Supplied records Block Start

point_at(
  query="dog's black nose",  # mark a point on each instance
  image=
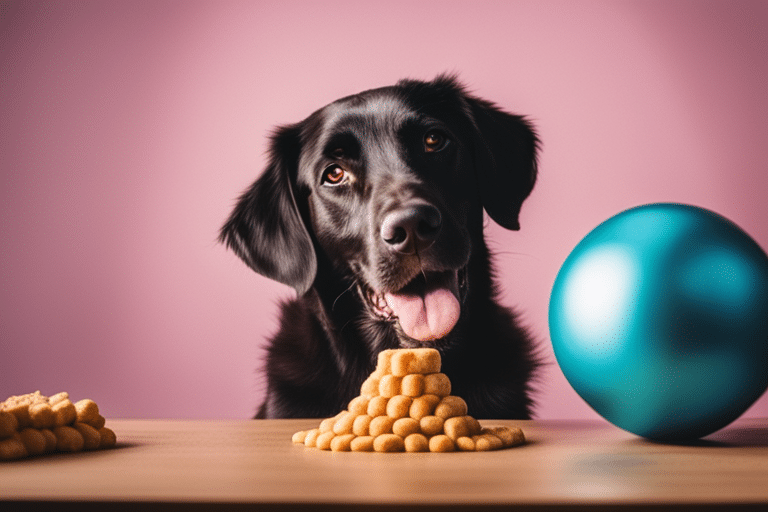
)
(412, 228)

Supplied records Block End
Supplied records Block Start

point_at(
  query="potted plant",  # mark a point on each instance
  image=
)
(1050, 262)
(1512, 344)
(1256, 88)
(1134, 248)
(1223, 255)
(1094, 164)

Supplied records Block End

▶ [How to complete this task] Count the lines in the preceding entries that contain the string "query", and state only the resulting number.

▶ [Result below] 2